* _EXERCISE_
In the records below, change every occurrence of "innermost point" to "center point" and leave everything else as it stands. Write out all of the records again without the pictures.
· · · ·
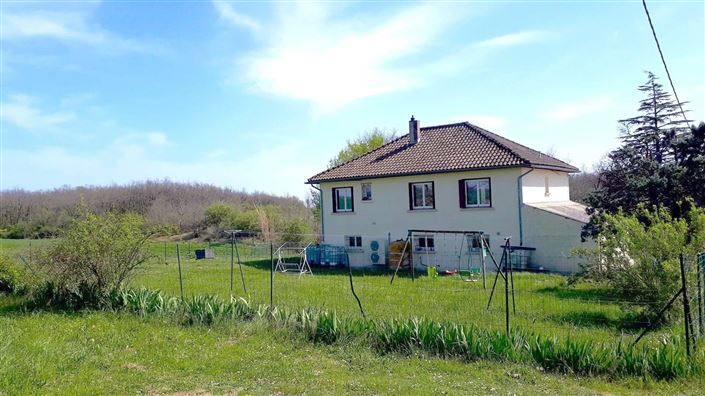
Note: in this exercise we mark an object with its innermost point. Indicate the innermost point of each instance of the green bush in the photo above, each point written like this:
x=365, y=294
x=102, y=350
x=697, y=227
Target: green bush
x=95, y=256
x=296, y=231
x=637, y=258
x=15, y=231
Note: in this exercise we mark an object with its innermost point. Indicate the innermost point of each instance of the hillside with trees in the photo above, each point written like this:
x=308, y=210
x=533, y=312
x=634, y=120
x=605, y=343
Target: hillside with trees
x=178, y=208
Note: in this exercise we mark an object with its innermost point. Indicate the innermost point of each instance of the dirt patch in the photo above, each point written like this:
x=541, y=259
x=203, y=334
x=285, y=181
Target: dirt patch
x=134, y=366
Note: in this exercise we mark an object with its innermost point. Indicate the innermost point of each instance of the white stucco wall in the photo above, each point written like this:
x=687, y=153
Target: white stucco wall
x=554, y=237
x=388, y=212
x=534, y=186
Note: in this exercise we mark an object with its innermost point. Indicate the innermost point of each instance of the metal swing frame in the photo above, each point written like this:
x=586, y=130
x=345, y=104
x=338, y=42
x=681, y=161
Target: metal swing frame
x=284, y=266
x=410, y=245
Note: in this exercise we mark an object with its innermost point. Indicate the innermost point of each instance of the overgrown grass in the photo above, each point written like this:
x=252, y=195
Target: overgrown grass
x=665, y=361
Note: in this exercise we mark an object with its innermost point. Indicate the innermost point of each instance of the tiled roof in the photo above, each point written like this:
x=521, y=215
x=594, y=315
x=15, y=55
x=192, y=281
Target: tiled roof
x=442, y=148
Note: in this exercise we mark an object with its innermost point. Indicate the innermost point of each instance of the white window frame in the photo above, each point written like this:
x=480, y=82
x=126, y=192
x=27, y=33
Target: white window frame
x=356, y=239
x=412, y=195
x=547, y=187
x=362, y=191
x=477, y=189
x=336, y=195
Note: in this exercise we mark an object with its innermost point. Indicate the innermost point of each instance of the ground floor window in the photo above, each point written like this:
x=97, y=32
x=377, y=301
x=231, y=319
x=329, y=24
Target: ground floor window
x=475, y=242
x=353, y=241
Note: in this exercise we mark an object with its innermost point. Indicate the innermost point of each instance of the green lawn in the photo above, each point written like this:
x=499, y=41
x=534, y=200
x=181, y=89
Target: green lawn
x=89, y=353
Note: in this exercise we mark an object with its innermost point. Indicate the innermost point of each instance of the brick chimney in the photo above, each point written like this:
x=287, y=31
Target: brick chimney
x=414, y=131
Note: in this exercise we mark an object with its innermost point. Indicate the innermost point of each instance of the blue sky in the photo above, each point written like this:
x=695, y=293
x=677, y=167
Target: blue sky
· · · ·
* _THE RESULT_
Note: in this exercise we mark an object with its center point. Indicate the center point of each instance of the green bush in the photo above, each point written like this:
x=365, y=294
x=102, y=350
x=697, y=227
Target: green bush
x=95, y=256
x=296, y=231
x=637, y=258
x=15, y=231
Note: in this exercise we mark an object with its center point. Indicate the center point of each instance of the hillside with trees in the photo above, each point written like this:
x=308, y=210
x=533, y=312
x=634, y=120
x=605, y=343
Target: hillside with trees
x=178, y=208
Note: in this exercise we mark an object with its center point. Indicate the center point of each instance of the dirt patch in the photo above, each point written like this:
x=541, y=259
x=203, y=334
x=285, y=181
Target: dirt patch
x=134, y=366
Note: in this exercise we mark an object with its center point. Indicate the center point of each instance of the white stucco wall in the photo above, each point written like this:
x=687, y=153
Target: white stucco wall
x=554, y=237
x=388, y=212
x=534, y=186
Note: in this exercise we mark an object with its center point. Indicate the center point of each instance of the metal swing frame in the photo above, each point written like this:
x=586, y=130
x=345, y=104
x=338, y=42
x=681, y=161
Target: metal swing frame
x=284, y=266
x=410, y=245
Note: in this exercise we mark an object with its center point. Indicate the center point of each instance of the overgrown grass in the photo above, each point written like this:
x=252, y=195
Target: overgrown grass
x=665, y=361
Note: in this exercise we mark an object with its center point. Indicate the center point of each instance of the tiled roof in the photo above, each point written like this:
x=521, y=215
x=594, y=315
x=15, y=55
x=192, y=281
Target: tiled roof
x=442, y=148
Note: in this exercise we mark an object with its center point. Indicate the center point of each instance of the white window frame in the photo above, each point written like this:
x=480, y=82
x=126, y=192
x=27, y=33
Target: white window frame
x=356, y=239
x=412, y=195
x=547, y=187
x=362, y=191
x=477, y=189
x=336, y=195
Note: in this exercise we mark an object with its center point. Indicate the center point of each instance of the ground floor window in the photo above, each point written like this:
x=97, y=32
x=377, y=301
x=231, y=319
x=329, y=24
Target: ground floor window
x=475, y=242
x=353, y=241
Note: in this exercise we mark an object with its center point. Indicate the center point of each instance of the green lawn in the photo above, each point written like this:
x=499, y=41
x=534, y=200
x=181, y=89
Target: green lawn
x=89, y=353
Note: in this exercise we mark an object with its center point. Indicate the center point of each instance of the brick chimney in the photo above, each point written like this:
x=287, y=31
Target: brick chimney
x=414, y=131
Note: in this exercise we mark an object with its center point. Indicate the center point of each instance of the blue sky in the photo above, each point written like this:
x=695, y=293
x=677, y=167
Target: blue sky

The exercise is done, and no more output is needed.